— START OF Records for the exercise —
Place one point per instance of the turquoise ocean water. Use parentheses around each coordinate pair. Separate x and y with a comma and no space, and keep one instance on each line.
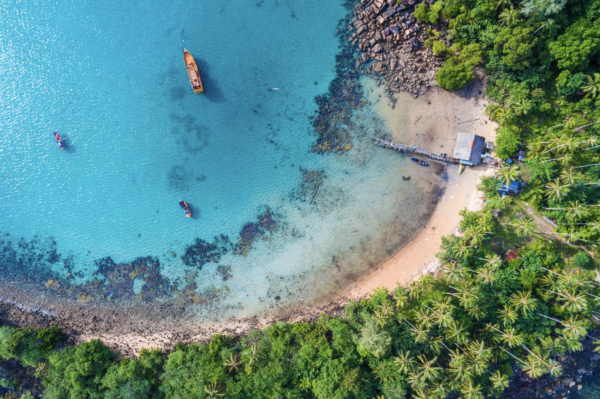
(109,77)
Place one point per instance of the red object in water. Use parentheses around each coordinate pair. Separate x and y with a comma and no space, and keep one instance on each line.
(186,208)
(59,141)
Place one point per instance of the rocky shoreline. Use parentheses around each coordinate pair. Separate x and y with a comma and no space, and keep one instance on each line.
(390,46)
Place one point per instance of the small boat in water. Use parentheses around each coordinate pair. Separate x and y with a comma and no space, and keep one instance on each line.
(193,72)
(186,208)
(419,161)
(59,141)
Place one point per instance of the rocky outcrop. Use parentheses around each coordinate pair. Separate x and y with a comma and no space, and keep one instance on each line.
(389,41)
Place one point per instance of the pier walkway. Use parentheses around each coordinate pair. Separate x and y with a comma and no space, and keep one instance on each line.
(414,150)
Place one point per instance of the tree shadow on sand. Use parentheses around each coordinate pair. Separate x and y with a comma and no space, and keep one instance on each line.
(211,88)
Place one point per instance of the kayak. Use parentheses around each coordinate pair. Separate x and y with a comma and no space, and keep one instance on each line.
(186,208)
(59,141)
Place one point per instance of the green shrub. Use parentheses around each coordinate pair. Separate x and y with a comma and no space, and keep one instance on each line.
(507,142)
(439,48)
(422,12)
(582,259)
(373,341)
(49,338)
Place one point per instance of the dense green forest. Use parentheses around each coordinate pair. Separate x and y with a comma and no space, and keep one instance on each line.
(465,330)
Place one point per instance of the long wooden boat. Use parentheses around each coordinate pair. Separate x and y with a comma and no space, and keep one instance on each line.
(193,72)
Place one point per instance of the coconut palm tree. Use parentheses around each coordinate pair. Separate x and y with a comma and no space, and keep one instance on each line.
(553,346)
(549,23)
(577,211)
(533,367)
(400,297)
(573,302)
(233,362)
(424,318)
(416,381)
(556,191)
(214,390)
(470,390)
(551,281)
(462,250)
(503,4)
(523,300)
(509,174)
(524,227)
(592,88)
(554,368)
(454,272)
(457,333)
(499,381)
(404,362)
(507,314)
(427,368)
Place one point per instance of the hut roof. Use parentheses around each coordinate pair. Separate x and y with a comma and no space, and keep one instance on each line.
(511,255)
(469,147)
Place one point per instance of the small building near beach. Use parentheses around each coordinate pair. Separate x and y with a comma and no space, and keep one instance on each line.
(469,148)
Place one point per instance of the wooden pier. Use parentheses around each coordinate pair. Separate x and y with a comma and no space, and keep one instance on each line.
(414,150)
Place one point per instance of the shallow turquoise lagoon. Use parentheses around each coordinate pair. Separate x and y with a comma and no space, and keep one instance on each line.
(109,77)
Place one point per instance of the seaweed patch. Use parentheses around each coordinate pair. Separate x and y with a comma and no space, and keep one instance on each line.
(333,118)
(202,252)
(309,185)
(253,231)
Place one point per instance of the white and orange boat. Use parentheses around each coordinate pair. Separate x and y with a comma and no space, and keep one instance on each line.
(193,72)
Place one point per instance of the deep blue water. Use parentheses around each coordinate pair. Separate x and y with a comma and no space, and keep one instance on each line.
(109,77)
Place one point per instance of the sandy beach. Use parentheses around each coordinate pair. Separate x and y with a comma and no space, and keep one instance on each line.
(431,122)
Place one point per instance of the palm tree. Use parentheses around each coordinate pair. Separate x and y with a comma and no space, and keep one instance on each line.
(499,381)
(533,367)
(523,300)
(525,227)
(509,174)
(556,191)
(400,297)
(457,333)
(470,390)
(507,314)
(547,25)
(551,281)
(416,381)
(593,86)
(462,250)
(214,390)
(553,346)
(424,318)
(252,355)
(554,368)
(577,211)
(454,272)
(404,362)
(508,17)
(569,177)
(427,368)
(414,289)
(503,4)
(233,362)
(573,303)
(476,311)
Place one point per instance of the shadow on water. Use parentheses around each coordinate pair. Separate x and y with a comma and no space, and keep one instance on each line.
(69,147)
(211,88)
(196,211)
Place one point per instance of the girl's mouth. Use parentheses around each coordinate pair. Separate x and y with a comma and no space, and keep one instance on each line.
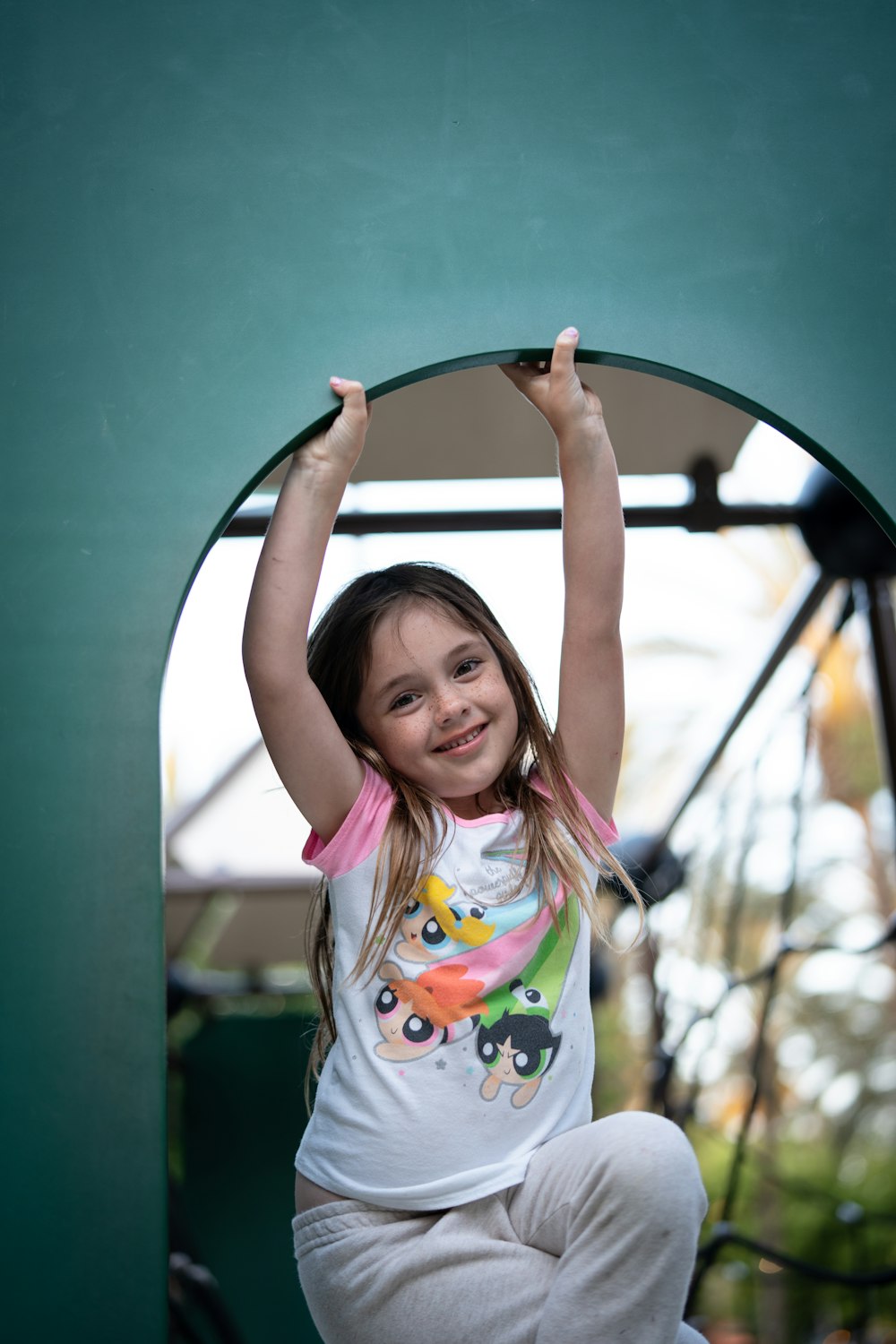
(466,739)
— END OF Records for the exercise —
## What you should do
Exclude the images and reproduce the remaining data exactly.

## Exercise answer
Place one point per instance of the turquoise ocean water. Use parentheses around each coordinate pair. Separate x and y with a comma and no space, and keep one instance on each line.
(109,77)
Place one point per instance of the red object in water. Use parentheses around each coordinate pair. Separate x and y with a comma and no space, and keep one instance on each line.
(186,208)
(59,141)
Place one point per instance of the rocky shoreline. Use parentheses around each coordinate pair. Separate x and y with a comma and no space, and keep one instance on each line.
(390,46)
Place one point per instance of the small boat in water. Use parentheses around each coordinate pair. Separate x and y with a comma and no space, and keep one instance on each line.
(193,72)
(186,208)
(419,161)
(59,141)
Place one point per instance of the rocky outcrop. Use parentheses around each coordinate pair. Separate x and y with a comma and no space, and keep one instance on each line.
(389,41)
Place one point per instance of the pier walkway. Use parentheses around each coordinate pair. Separate x and y with a comma and no space, and keep one instance on each line.
(414,150)
Place one point per instance of the tree shadow on sand. Use parentheses around each coordinate pair. Separate x and y with a comma and no space, and keep one instance on each line.
(211,88)
Place one point per instance of the kayak. Use parentheses around each coordinate pair. Separate x and y with a comma and no space, and keep one instance on each line.
(186,208)
(59,141)
Place one point per instance of the green shrub. Use parentheses around each coordinate pair. Separate x and y with a comma and no space, and keep one instance on each line.
(507,142)
(439,48)
(422,12)
(582,259)
(373,341)
(49,338)
Place one point per instance of the dense green forest. Use parentheses around each coordinate pair. Separate x and y with a comma and no space, and keep one instance on each line.
(465,330)
Place one point per instance of the long wooden boat. Use parentheses around each coordinate pair. Separate x and y with a comma and no space, and keep one instance on each line.
(193,72)
Place one point per instance of the coconut palm tree. Use parentheses around each coordinate pair. Separate x and y with a comma and no space, and keep one instance on each line.
(553,346)
(549,23)
(577,211)
(533,367)
(400,297)
(573,302)
(233,362)
(424,318)
(416,381)
(556,191)
(214,390)
(470,390)
(551,281)
(462,250)
(503,4)
(523,300)
(509,174)
(524,227)
(592,88)
(554,368)
(454,272)
(457,333)
(499,381)
(404,362)
(507,314)
(427,368)
Place one point per instance of the hut roof. Use parentheses around each coordinate pair. Separate x and y with a comma and no space, and keep one instance on each line.
(511,255)
(469,147)
Place one point per instance of the small building near beach. Use parentheses around each coordinate pair. Separate x and y with a comma and no space, and keep one instance on each line.
(469,148)
Place one point per instance of the wooden pier. Use parentheses around each coordinate pair. Separate x and y with a comma and no space, and keep one instance on each line.
(414,150)
Place one point per instance of the shallow turquoise lagoon. Use parentheses around each coordinate pair. Separate x and y with a comma and no space, and keep one instance on each line.
(109,77)
Place one point per instance of the seaweed patch. Use parentheses around each coordinate pair. Separate x and y with a comma and no space, and keep one instance on each line.
(333,118)
(202,252)
(309,185)
(253,231)
Place one point per instance of the white and orange boat. Use parentheses around each coordinate pair. Separate x and y with a comma and no space, and keep one instance on each line.
(193,72)
Place one point per instance of the deep blue water. Use parentheses around each coordinate pair. Separate x and y with a comma and no space, and keep one instance on each line.
(109,77)
Place one point per instance of the sandy beach. Use parentheses around each coordinate pair. Separate x and y with a comma and no space, and keep one instance on each line.
(431,122)
Place one point per instance of the palm tree. Use parentheses around each coordinate pair. Separate x and y with a comma and no space, and keep one instance on each line.
(499,381)
(533,367)
(523,300)
(525,227)
(509,174)
(556,191)
(400,297)
(457,333)
(470,390)
(507,314)
(547,25)
(551,281)
(416,381)
(593,86)
(462,250)
(214,390)
(553,346)
(424,318)
(252,355)
(554,368)
(577,211)
(454,272)
(404,362)
(508,17)
(569,177)
(427,368)
(414,289)
(503,4)
(233,362)
(573,303)
(476,311)
Place one point per instance of the shadow on water. Use parentheses around each coordinate pair. Separate x and y with a comma and no space, and keep one instance on each line.
(69,147)
(211,88)
(196,211)
Place one point per instance of the girl's mouth. Use parentheses around each coordinate pair. Separate x and y with a comma and no space, and keep one instance on each line.
(466,739)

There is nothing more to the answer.